[Begin RECORDS FOR THE EXERCISE]

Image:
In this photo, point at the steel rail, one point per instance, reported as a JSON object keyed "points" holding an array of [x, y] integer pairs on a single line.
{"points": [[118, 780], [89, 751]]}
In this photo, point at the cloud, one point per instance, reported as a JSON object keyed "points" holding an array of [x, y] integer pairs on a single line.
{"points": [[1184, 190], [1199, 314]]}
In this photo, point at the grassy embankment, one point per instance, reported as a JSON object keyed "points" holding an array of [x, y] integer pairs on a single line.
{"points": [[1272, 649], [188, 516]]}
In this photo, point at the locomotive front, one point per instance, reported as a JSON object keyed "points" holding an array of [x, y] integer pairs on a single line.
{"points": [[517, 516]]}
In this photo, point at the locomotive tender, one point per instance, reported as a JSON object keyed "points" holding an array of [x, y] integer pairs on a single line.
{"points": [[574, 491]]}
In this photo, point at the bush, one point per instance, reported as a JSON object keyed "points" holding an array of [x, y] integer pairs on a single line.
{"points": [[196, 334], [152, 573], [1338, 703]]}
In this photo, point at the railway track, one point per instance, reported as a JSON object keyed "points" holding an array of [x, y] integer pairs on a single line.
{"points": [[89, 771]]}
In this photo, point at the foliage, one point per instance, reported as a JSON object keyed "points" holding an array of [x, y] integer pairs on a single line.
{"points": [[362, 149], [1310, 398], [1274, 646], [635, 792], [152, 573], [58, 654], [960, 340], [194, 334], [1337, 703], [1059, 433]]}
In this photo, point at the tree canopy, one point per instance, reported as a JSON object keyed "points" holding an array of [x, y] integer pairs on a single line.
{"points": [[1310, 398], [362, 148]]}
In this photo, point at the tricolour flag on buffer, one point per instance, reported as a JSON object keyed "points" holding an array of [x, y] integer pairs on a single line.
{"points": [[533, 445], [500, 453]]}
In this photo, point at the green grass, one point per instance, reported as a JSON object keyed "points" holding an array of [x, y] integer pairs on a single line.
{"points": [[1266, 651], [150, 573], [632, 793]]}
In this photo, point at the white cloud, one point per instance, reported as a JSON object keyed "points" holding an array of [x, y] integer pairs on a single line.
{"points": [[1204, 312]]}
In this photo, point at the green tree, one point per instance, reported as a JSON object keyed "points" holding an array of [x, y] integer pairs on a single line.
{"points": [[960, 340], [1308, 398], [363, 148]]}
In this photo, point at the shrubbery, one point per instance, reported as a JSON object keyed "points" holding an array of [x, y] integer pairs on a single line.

[End RECORDS FOR THE EXERCISE]

Reproduce every one of the entries above word for word, in the same order.

▶ **SOLUTION FOR THIS TASK**:
Image:
In this photo, point at the steel rail, one point per instance, reported as a JSON object keyed "points" holding an array of [x, y] integer pairs on a single line.
{"points": [[118, 780], [89, 751]]}
In this photo, point at the cloud, one point per instance, reported as a JSON object keyed "points" holding an array of [x, y] integer pairs on a single line.
{"points": [[1184, 190], [1199, 314]]}
In this photo, point at the grassy embankment, one point per instance, reported as a JSON object keyed "points" holding an array of [x, y] integer pairs on a single line.
{"points": [[1272, 649], [188, 516]]}
In this photo, point at the locomotive front, one point per instance, reported as a JSON object keyed "points" holding an array of [x, y] integer pairs on a single line.
{"points": [[517, 516]]}
In this photo, point at the locomotive tender, one point per instance, reported as a JSON object keyed "points" holding an array of [x, y] integer pairs on a single line.
{"points": [[574, 491]]}
In this photo, point at the bush, one point per instance, reported as a JSON object keyed "points" holding an array of [x, y] integer pairs on a single line.
{"points": [[196, 334], [152, 573], [1338, 703]]}
In this photo, point at the railway track, one point per instance, reported as a JSON object keyed "points" holding an array of [x, y] integer pairs on a single line.
{"points": [[89, 771]]}
In this photo, point at the foliage, one point per instance, reported as a JSON object keyed "points" holding an array of [x, y] integer pairs on a single line.
{"points": [[362, 149], [1310, 398], [1274, 646], [635, 792], [152, 573], [58, 654], [960, 340], [194, 334], [1337, 703], [1059, 433]]}
In this photo, point at the tree canopy, one point per instance, reported as a JSON object keyed "points" holding an array of [x, y] integer pairs on a single line.
{"points": [[1310, 398], [362, 148]]}
In this photo, point at the tricolour flag on buffer, one point per instance, reported as a JSON object keyed "points" holding an array of [x, y] integer pairs on a single line.
{"points": [[533, 445], [500, 453]]}
In this photo, point at the green grass, one point per instance, reported as a JSON object keyed "points" holding an array of [x, y] integer pairs on a single line.
{"points": [[1266, 651], [150, 573], [632, 793]]}
In this photo, point at the white cloud, one point per instance, reported as a JSON object keyed "points" holding an array of [x, y] integer pairs on a single line.
{"points": [[1204, 312]]}
In this photo, point at the green tree, one point per instance, reported as a JSON object keyed "points" holding an array of [x, y] integer pairs on a single line.
{"points": [[960, 340], [1308, 398], [363, 148]]}
In this photo, point at the shrubbery, one point per instance, reported as a JSON object keyed "points" holding an array of [x, y] integer pairs on a single line.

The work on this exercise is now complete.